State how many of the lines below contain the string "wing", matching case exactly, and give only that number.

+++++

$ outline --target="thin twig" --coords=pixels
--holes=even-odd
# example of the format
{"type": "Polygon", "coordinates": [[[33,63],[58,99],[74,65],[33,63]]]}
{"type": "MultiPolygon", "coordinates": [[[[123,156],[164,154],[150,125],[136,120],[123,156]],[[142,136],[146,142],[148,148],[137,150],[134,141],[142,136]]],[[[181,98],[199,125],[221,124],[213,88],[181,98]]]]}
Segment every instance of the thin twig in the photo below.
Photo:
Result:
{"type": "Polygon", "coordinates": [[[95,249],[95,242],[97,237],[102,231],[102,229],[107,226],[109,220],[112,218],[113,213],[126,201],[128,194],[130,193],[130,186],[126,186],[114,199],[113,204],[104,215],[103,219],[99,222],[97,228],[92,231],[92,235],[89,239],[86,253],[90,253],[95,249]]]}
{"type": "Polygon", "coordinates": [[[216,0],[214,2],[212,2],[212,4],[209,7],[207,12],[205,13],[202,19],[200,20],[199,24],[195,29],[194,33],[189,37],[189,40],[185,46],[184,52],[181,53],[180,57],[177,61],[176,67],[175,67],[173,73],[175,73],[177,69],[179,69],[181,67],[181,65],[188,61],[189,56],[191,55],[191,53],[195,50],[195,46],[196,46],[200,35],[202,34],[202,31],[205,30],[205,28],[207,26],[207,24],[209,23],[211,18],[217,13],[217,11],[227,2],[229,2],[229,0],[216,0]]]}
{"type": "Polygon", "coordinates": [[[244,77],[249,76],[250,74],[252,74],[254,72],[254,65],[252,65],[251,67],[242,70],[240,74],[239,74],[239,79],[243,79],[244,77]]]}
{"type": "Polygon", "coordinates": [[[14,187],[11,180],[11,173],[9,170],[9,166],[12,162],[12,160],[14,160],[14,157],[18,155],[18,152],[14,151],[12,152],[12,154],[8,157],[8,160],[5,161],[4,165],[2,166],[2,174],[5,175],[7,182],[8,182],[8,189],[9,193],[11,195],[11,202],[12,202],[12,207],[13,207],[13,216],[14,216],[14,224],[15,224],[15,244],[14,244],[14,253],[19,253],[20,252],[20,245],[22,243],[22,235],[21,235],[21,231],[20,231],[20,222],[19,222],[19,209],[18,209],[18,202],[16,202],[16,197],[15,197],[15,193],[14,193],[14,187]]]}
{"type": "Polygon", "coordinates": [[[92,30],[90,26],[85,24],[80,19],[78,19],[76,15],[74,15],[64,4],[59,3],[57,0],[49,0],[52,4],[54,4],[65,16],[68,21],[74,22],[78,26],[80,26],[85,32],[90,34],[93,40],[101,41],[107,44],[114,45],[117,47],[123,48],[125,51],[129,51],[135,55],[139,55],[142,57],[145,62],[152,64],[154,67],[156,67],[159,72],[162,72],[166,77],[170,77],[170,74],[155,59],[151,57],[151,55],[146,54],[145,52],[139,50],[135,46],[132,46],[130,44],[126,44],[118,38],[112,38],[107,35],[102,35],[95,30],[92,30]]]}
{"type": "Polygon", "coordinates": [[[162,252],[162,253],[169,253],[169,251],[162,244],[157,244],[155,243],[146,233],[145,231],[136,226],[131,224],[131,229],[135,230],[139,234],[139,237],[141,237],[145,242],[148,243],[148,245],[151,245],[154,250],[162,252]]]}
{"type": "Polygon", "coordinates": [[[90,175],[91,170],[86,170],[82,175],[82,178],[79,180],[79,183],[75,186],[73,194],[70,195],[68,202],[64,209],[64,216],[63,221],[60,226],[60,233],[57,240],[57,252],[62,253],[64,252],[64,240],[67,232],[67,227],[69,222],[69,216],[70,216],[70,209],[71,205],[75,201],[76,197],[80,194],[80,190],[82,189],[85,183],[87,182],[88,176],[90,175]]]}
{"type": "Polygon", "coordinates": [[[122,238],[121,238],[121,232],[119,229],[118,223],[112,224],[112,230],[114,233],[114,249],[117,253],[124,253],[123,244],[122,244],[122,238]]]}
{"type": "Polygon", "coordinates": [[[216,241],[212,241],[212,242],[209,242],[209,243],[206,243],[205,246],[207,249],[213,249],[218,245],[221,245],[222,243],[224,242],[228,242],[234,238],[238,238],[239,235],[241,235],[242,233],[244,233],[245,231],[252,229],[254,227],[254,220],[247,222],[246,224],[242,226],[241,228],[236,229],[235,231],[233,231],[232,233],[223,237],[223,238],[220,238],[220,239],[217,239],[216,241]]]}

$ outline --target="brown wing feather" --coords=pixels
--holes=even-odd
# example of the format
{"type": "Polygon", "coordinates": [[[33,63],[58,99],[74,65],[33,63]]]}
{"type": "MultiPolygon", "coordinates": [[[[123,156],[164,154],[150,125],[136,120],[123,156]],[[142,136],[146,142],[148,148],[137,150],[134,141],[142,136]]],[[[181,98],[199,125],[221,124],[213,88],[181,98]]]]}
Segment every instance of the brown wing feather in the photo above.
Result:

+++++

> _Reply to the exercise_: 2